> [Problem]: Copy out every one of the entries below verbatim, line by line, with nothing changed.

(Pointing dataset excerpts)
************

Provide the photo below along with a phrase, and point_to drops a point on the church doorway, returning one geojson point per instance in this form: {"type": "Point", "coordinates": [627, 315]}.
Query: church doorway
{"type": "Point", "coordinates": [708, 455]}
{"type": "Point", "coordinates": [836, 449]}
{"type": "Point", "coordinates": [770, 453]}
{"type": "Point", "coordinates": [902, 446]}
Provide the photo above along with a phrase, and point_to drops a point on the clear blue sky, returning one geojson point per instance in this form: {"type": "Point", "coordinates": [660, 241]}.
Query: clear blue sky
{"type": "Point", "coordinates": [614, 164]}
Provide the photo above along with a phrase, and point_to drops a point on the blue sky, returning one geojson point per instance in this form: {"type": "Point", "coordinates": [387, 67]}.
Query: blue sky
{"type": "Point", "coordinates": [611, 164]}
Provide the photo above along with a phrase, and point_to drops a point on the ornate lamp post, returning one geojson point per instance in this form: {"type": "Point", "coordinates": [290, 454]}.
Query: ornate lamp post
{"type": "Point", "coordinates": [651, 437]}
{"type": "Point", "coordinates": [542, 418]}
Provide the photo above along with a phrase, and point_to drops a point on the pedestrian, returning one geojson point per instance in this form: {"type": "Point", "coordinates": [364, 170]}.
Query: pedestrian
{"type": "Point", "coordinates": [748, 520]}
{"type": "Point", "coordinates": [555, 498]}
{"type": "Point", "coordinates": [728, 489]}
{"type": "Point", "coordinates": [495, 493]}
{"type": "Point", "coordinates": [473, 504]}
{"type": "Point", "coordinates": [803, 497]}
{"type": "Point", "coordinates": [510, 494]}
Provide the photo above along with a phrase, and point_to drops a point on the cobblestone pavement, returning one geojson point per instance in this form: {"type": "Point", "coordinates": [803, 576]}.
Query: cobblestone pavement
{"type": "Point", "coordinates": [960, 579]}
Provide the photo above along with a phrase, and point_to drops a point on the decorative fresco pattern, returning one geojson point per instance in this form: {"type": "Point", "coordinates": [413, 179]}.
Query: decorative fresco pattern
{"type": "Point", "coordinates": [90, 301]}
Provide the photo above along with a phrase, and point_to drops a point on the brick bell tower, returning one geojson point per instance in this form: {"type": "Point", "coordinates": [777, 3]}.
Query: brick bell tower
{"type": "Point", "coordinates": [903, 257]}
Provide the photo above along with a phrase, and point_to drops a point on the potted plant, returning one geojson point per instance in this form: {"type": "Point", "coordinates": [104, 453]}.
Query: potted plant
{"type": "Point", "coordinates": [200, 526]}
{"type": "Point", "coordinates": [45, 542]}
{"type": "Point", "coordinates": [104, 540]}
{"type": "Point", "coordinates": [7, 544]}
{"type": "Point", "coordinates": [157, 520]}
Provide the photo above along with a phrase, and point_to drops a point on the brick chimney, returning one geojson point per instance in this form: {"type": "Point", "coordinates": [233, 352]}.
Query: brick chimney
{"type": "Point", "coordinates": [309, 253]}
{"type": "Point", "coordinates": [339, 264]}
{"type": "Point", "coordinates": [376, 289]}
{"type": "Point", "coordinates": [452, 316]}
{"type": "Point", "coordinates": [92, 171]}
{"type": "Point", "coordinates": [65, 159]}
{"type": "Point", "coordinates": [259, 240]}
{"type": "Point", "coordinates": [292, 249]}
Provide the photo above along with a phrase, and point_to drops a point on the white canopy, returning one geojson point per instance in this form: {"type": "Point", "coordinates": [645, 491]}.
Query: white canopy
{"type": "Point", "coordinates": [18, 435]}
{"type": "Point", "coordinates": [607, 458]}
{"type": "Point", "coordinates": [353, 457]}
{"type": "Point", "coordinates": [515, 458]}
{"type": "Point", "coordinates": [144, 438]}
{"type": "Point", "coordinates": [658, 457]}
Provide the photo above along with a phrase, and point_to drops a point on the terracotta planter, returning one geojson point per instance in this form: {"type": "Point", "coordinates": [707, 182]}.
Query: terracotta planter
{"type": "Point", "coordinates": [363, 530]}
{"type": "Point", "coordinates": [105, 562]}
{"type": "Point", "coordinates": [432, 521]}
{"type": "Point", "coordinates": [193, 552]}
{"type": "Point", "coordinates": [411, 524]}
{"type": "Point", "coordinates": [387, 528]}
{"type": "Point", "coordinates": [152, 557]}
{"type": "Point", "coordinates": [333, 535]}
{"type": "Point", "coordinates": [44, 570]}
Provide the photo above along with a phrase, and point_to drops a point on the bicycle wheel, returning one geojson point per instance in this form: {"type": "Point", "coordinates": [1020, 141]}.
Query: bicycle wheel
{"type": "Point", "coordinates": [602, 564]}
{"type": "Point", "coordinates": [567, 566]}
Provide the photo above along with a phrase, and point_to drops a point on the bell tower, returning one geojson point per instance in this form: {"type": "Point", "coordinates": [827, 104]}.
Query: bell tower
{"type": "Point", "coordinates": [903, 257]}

************

> [Right answer]:
Provide the photo below along with a phrase, and point_to drops a point on the church doorway, returning one geojson point per instance in this form: {"type": "Point", "coordinates": [627, 315]}.
Query: church doorway
{"type": "Point", "coordinates": [708, 455]}
{"type": "Point", "coordinates": [836, 449]}
{"type": "Point", "coordinates": [770, 453]}
{"type": "Point", "coordinates": [902, 446]}
Provide the photo above along with a phrase, and point_to drops a point on the clear blue sky, returning one geojson point per instance in this form: {"type": "Point", "coordinates": [660, 241]}.
Query: clear blue sky
{"type": "Point", "coordinates": [614, 164]}
Provide the photo above along with a phrase, and point_to drops a point on the blue sky, returning one geojson point per instance in this form: {"type": "Point", "coordinates": [387, 67]}.
Query: blue sky
{"type": "Point", "coordinates": [611, 164]}
Provide the photo above along with a phrase, and point_to drops a point on the ornate lamp post, returning one geojson point per instance in this form: {"type": "Point", "coordinates": [290, 454]}.
Query: ornate lamp post
{"type": "Point", "coordinates": [651, 437]}
{"type": "Point", "coordinates": [542, 418]}
Provide the photo above along with a phrase, and point_to drops a point on the pedestrian, returning one geojson point per instance in this form: {"type": "Point", "coordinates": [364, 170]}.
Query: pedestrian
{"type": "Point", "coordinates": [748, 520]}
{"type": "Point", "coordinates": [555, 498]}
{"type": "Point", "coordinates": [728, 489]}
{"type": "Point", "coordinates": [495, 493]}
{"type": "Point", "coordinates": [473, 504]}
{"type": "Point", "coordinates": [803, 497]}
{"type": "Point", "coordinates": [510, 494]}
Provide the photo above along with a phrase, and point_to drops a point on the cobblestone pavement, returning one geojson point per instance in this form: {"type": "Point", "coordinates": [803, 576]}.
Query: cobblestone pavement
{"type": "Point", "coordinates": [960, 579]}
Provide the photo above along with a phrase, and point_to drops a point on the decorative fresco pattern, returning one geojson point per instance in this form: {"type": "Point", "coordinates": [413, 179]}.
Query: decorative fresco pattern
{"type": "Point", "coordinates": [90, 301]}
Provide the photo above along with a phrase, and point_to drops a point on the brick bell tower, returning one geojson point per instance in this form: {"type": "Point", "coordinates": [777, 3]}.
Query: brick bell tower
{"type": "Point", "coordinates": [903, 257]}
Provide the photo above along with a phrase, and point_to drops a point on the potted plant, returning one geojson point per instance in this form: {"type": "Point", "coordinates": [104, 453]}.
Query: potted plant
{"type": "Point", "coordinates": [200, 526]}
{"type": "Point", "coordinates": [45, 542]}
{"type": "Point", "coordinates": [104, 540]}
{"type": "Point", "coordinates": [7, 544]}
{"type": "Point", "coordinates": [157, 520]}
Provide the photo above along with a phrase, and point_to drops a point on the brick chimney, returning one geojson point per instance in this form: {"type": "Point", "coordinates": [233, 352]}.
Query: brick chimney
{"type": "Point", "coordinates": [309, 253]}
{"type": "Point", "coordinates": [339, 264]}
{"type": "Point", "coordinates": [376, 289]}
{"type": "Point", "coordinates": [452, 316]}
{"type": "Point", "coordinates": [92, 171]}
{"type": "Point", "coordinates": [65, 159]}
{"type": "Point", "coordinates": [259, 240]}
{"type": "Point", "coordinates": [292, 249]}
Provide the photo above along with a phrase, and point_to drops a point on the white canopy, returning one geojson point per instance in this form: {"type": "Point", "coordinates": [645, 491]}.
Query: white canopy
{"type": "Point", "coordinates": [18, 435]}
{"type": "Point", "coordinates": [607, 458]}
{"type": "Point", "coordinates": [353, 457]}
{"type": "Point", "coordinates": [515, 458]}
{"type": "Point", "coordinates": [144, 438]}
{"type": "Point", "coordinates": [658, 457]}
Provide the photo above along with a phrase, and point_to drops a point on the terracotta planter, returning one geojson point per instance in this form: {"type": "Point", "coordinates": [707, 182]}.
Query: terracotta planter
{"type": "Point", "coordinates": [363, 530]}
{"type": "Point", "coordinates": [105, 562]}
{"type": "Point", "coordinates": [432, 521]}
{"type": "Point", "coordinates": [193, 552]}
{"type": "Point", "coordinates": [411, 524]}
{"type": "Point", "coordinates": [387, 528]}
{"type": "Point", "coordinates": [152, 557]}
{"type": "Point", "coordinates": [333, 535]}
{"type": "Point", "coordinates": [44, 570]}
Provide the photo above along with a phrase, and point_to drops a point on the bicycle wheel, returning one geojson point per instance in this form: {"type": "Point", "coordinates": [1020, 141]}.
Query: bicycle wheel
{"type": "Point", "coordinates": [602, 564]}
{"type": "Point", "coordinates": [567, 566]}
Provide the photo above along with a phrase, and point_to drops a point on the bell tower, returning one geojson point per instance in this form: {"type": "Point", "coordinates": [827, 104]}.
Query: bell tower
{"type": "Point", "coordinates": [903, 257]}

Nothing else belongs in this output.